Text section:
Bernhard Thuersam, Chairman
North Carolina War Between the States Sesquicentennial Commission
www.ncwbts150.com
"The Official Website of the North Carolina WBTS Sesquicentennial"

Sellers of Slaves More Reprehensible Than Users:

“The events leading up to the historical separation of the two sections are too well known to need detailed review. Economic and political disagreements arose to accentuate the underlying differences. The first issue to poison the relations between North and south following the “Era of Good Feeling” was the tariff.

It is unquestionable that the protective tariff has worked great injury to the South from that date until, as one might say, the South was partly transformed into an image of the North through industrialization. For the interest of the South as a region producing agricultural surpluses has historically lain in free trade. The South sent abroad rice, indigo, cotton and tobacco and took in exchange the manufactured products of Europe.

Data:
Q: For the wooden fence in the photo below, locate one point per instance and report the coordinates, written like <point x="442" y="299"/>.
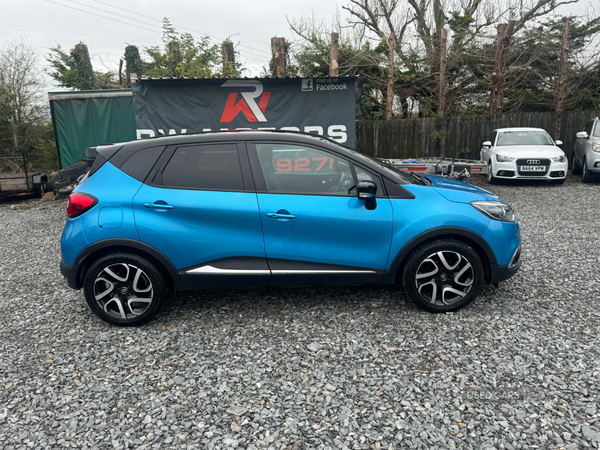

What is needed: Resume the passage on the protective tariff and the South, picking up after its final sentence.

Written answer:
The North began to use the Federal Union to put an artificially high price upon manufactured goods in order to help its industries. The South was therefore put into the position of selling cheap and buying dear. All this meant that the agrarian way of livelihood, characterized by Jefferson as the most innocent form of vocation, could not be continued except under penalty of heavy tax.

As Abbott Lawrence of Massachusetts wrote to Daniel Webster regarding the Tariff of 1828: “This bill if adopted as amended will keep the South and West in debt to New England for the next hundred years.”

There was of course the curse of slavery. During the Civil War one ingenious Northern general pronounced the Negroes to be “contrabands.” Contrabands they may well have been from the beginning, and I have often wondered why the sellers of this article were not held more reprehensible than the users, as it is true of those who peddle cocaine. A large number of these hapless slaves were brought to American in New England bottoms, and more than one fortune in Newport and New Bedford owes its origin to profits in black flesh.

The facts could be represented thus: New England sold the slaves to the South, then later declared their possession immoral and confiscated the holding. The morality of the case was less clear to the Southerners than to the agitators of Boston, and even Lincoln, if we may judge by his less political utterances, tended to believe the common guilt of the nation.”

(The Southern Essays of Richard M. Weaver, George Curtis/James Thompson, editors, Liberty Press, 1987, pp. 241-242)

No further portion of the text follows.